Passo citato:
'''

La legge Gelmini, infatti, delinea l’immagine di un Rettore “forte”, che rimane in carica per un lungo mandato di sei anni non rinnovabile. La figura del Rettore tracciata dalla legge Gelmini è, pertanto, rivestita di prerogative assai rilevanti e pregnanti. A lui, infatti, sono attribuite la rappresentanza legale dell’Università nonché le funzioni di indirizzo, di iniziativa e di coordinamento delle attività scientifiche e didattiche. È lui il responsabile del perseguimento delle finalità dell’Università secondo criteri di qualità e nel rispetto dei principi di efficacia, efficienza, trasparenza e promozione del merito.
Nel suo ruolo di vertice della comunità accademica, il nuovo Rettore dell’Università di Palermo dovrà portare avanti il non agevole compito di fare sintesi degli eterogenei interessi e delle molteplici idee della comunità accademica che gli ha conferito il mandato, assistito da principi che dovrebbero sempre realizzare quell’ideale di democraticità che del mondo accademico è pilastro fondamentale e insostituibile, come sancito dall’articolo 33 della Costituzione.

'''

Dati forniti:
'''

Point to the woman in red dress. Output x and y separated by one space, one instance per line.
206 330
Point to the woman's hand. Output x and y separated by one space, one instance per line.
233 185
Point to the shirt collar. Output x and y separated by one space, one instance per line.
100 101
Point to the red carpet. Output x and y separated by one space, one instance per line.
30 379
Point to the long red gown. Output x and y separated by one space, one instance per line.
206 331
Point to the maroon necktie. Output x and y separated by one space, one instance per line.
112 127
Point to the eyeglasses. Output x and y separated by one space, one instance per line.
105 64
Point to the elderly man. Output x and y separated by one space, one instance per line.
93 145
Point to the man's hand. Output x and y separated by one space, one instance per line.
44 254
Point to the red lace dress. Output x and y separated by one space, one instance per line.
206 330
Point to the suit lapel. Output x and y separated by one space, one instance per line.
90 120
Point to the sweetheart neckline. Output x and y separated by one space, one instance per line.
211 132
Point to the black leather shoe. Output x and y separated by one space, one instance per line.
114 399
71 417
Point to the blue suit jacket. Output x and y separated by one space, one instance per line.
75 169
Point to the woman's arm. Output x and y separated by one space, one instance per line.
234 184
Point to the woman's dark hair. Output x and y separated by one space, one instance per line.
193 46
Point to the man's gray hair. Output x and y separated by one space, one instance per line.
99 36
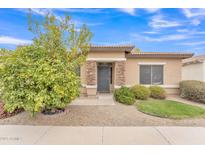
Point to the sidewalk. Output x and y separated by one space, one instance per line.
21 134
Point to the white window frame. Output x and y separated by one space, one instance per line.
152 64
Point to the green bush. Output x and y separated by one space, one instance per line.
157 92
193 90
141 92
124 95
42 76
33 81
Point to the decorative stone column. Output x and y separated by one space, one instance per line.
91 81
120 73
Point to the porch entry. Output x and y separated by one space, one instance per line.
104 77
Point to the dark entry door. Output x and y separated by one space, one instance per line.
103 78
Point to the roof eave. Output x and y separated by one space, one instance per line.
177 56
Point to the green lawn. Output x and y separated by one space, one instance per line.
169 109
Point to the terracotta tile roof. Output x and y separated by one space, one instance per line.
194 60
132 54
159 55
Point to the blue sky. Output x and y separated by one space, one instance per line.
163 30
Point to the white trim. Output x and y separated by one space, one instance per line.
106 59
116 87
152 63
163 86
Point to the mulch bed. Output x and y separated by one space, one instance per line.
4 114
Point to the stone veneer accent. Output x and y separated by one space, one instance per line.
120 73
91 70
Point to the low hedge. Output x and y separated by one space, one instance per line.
124 95
141 92
193 90
157 92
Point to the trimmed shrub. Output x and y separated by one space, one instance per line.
157 92
124 95
193 90
141 92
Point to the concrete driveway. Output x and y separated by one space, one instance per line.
22 134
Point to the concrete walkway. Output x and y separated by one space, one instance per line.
21 134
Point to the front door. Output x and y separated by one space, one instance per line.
103 78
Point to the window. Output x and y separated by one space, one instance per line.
151 74
78 71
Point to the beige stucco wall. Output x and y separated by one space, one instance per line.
172 70
99 57
194 72
106 54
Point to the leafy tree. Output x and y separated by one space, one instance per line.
42 76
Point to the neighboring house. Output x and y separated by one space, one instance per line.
194 68
110 67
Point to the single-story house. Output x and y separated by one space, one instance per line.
110 67
194 68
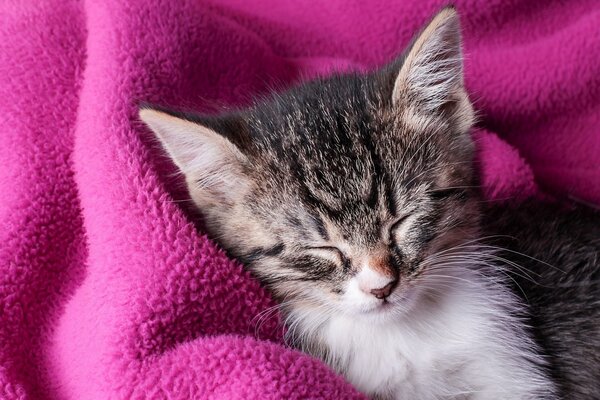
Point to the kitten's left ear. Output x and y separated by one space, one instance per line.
431 75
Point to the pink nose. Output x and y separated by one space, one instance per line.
385 291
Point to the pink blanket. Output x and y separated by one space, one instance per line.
107 289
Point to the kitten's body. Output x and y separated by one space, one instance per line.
353 199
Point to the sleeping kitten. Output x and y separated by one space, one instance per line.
353 199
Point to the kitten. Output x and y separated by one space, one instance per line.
354 200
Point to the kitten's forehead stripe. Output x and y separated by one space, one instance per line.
261 252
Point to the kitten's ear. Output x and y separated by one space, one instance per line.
211 162
431 75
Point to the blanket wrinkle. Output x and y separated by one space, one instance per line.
108 287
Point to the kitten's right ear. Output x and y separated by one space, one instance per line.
212 164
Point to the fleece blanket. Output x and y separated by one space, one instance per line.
108 288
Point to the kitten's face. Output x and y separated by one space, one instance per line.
341 192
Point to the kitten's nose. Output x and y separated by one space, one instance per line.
385 291
376 284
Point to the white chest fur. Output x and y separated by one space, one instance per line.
468 346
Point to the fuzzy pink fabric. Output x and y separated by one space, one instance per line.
107 290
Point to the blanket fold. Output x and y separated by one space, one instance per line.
108 289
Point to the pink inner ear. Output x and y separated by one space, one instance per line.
504 173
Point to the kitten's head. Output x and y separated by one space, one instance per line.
338 192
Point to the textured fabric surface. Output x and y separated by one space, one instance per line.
108 290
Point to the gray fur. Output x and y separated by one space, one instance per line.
355 158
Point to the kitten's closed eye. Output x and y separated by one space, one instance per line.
331 253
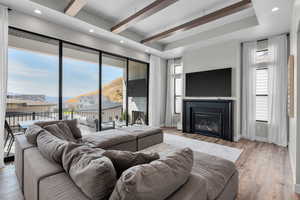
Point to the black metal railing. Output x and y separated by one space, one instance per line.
86 118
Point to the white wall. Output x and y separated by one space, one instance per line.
294 137
226 55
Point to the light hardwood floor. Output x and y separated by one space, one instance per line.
265 171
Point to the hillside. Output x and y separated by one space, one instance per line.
112 91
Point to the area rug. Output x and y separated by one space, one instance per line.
228 153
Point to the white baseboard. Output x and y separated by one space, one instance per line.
297 188
261 139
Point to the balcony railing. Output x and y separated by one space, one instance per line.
85 119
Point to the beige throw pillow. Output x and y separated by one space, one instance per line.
123 160
156 180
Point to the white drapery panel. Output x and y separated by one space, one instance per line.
278 90
157 91
249 94
3 75
169 122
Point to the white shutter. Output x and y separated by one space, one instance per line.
262 94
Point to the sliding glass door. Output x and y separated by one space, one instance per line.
113 91
80 94
32 78
32 87
51 79
137 93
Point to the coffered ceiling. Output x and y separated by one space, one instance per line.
151 17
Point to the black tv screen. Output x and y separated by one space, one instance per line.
214 83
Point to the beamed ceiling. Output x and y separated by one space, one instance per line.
169 27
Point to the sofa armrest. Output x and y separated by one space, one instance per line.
194 188
36 168
21 144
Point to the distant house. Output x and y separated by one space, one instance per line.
25 106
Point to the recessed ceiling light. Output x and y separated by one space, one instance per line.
275 9
37 11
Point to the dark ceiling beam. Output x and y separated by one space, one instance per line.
74 7
149 10
229 10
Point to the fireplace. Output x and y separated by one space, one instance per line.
208 117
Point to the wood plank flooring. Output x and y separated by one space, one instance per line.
264 171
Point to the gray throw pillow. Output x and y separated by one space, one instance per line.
56 131
32 132
156 180
92 172
71 123
67 131
74 128
123 160
50 146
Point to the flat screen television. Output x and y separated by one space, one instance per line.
214 83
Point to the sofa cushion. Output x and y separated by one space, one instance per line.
61 134
156 180
50 146
214 170
92 172
63 126
59 187
123 160
106 139
32 132
71 123
142 131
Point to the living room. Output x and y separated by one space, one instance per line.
105 99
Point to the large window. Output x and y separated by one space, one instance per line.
32 78
137 93
32 88
51 79
80 95
113 91
178 88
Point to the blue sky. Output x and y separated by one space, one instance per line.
33 73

'''

Cosa si chiede:
1/ Riporta il tratto del passo citato che inizia dalle parole "Nel suo ruolo" e si ferma dopo le parole "33 della Costituzione.".
2/ Indica se ciascuna affermazione concorda con il passo citato, rispondendo sì o no e citando testualmente le parole decisive: (a) il mandato del Rettore previsto dalla legge Gelmini dura sei anni ed è rinnovabile; (b) al Rettore spetta la rappresentanza legale dell'Università; (c) il passo citato richiama l'articolo 33 della Costituzione.
3/ Secondo il passo citato, nel rispetto di quali principi il Rettore persegue le finalità dell'Università?
Per questo lavoro i record non servono.

Soluzioni:
1/
Nel suo ruolo di vertice della comunità accademica, il nuovo Rettore dell’Università di Palermo dovrà portare avanti il non agevole compito di fare sintesi degli eterogenei interessi e delle molteplici idee della comunità accademica che gli ha conferito il mandato, assistito da principi che dovrebbero sempre realizzare quell’ideale di democraticità che del mondo accademico è pilastro fondamentale e insostituibile, come sancito dall’articolo 33 della Costituzione.

2/
(a) No: "rimane in carica per un lungo mandato di sei anni non rinnovabile".
(b) Sì: "A lui, infatti, sono attribuite la rappresentanza legale dell’Università".
(c) Sì: "come sancito dall’articolo 33 della Costituzione".

3/ Efficacia, efficienza, trasparenza e promozione del merito.